### Recorded data
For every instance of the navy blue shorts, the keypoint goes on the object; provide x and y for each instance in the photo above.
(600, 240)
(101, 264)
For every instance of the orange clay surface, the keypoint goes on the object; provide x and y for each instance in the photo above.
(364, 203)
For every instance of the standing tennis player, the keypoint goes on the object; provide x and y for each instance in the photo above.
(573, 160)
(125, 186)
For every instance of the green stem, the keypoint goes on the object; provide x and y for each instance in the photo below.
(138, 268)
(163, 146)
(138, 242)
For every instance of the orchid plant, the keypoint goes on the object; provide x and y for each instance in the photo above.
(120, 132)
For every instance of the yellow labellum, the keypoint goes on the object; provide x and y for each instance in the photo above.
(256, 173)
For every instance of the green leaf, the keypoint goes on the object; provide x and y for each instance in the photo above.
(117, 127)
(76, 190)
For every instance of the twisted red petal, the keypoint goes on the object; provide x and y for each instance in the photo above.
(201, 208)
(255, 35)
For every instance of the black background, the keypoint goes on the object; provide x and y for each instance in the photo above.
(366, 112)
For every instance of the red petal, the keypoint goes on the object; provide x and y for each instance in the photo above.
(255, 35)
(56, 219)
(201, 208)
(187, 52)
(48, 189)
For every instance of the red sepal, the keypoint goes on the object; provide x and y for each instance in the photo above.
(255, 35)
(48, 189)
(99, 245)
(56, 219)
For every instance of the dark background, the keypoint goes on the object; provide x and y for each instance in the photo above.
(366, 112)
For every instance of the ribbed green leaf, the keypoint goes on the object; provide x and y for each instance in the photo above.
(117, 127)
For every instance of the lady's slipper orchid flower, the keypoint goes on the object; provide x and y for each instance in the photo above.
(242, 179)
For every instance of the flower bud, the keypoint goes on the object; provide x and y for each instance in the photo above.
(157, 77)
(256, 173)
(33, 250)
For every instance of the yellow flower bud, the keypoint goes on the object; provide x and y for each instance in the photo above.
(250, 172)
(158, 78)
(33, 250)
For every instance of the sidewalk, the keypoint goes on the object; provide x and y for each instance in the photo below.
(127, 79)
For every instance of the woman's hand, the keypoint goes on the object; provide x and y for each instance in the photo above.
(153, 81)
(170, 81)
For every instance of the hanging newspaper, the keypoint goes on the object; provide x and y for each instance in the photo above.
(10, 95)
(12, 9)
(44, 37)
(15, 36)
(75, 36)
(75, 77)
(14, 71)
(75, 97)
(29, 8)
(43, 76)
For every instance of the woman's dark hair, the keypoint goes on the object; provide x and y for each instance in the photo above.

### Written request
Rewrite the rows from the line containing "For every instance of the black" through the end of the rows, keeping every line. In each x, y coordinate pair, multiply both numbers by 0.9 and round to the nearest whole number, rounding halves up.

### Result of this exercise
For every instance of the black background, the keypoint goes on the object; provide x and y for each instance in the photo above.
(329, 101)
For every instance of the red petal, the keypoint goes on the object; provide x and y for each instance in the photo above.
(230, 32)
(50, 197)
(181, 187)
(168, 47)
(43, 170)
For every instance of the red sepal, the keypoint goes on the object; provide x and y for each instance in the photo above.
(230, 32)
(43, 170)
(89, 221)
(50, 197)
For every instance of the dark background, the keypoint goes on the object; provide x and y for each instance in the photo above.
(329, 101)
For every instance of the ribbed green leaf, the keypoint goes on the object; provide x and y for each instance in the photo above.
(105, 114)
For every instance of the lady's slipper orchid flower, the keypoint goes on the object; provide x and y for each instance in the photo above.
(218, 161)
For every instance of the flower bud, the keypoint goes on the object; provide x and y for each instance in the photo above.
(141, 69)
(230, 156)
(30, 225)
For every instance of the yellow flower bud, the keypoint goes on the object; provide x and y for each instance in the photo above.
(225, 155)
(142, 70)
(30, 225)
For every instance of the sidewalk, the keypoint goes on the object; provide x and y for each instance in the photo below.
(114, 71)
For every instance of the woman's hand, the keypoint goes on the object; provide x and y for each instance in the photo above.
(138, 73)
(153, 73)
For every instance of the hanging newspaper, the keypoint goes on the object; provide x and y for each instance in the photo above.
(9, 86)
(11, 8)
(40, 33)
(14, 32)
(68, 32)
(68, 69)
(13, 64)
(68, 87)
(26, 7)
(39, 68)
For every instance of the woman's dark hair, the keypoint goes on the object; provide x and y for each instance in the photo above.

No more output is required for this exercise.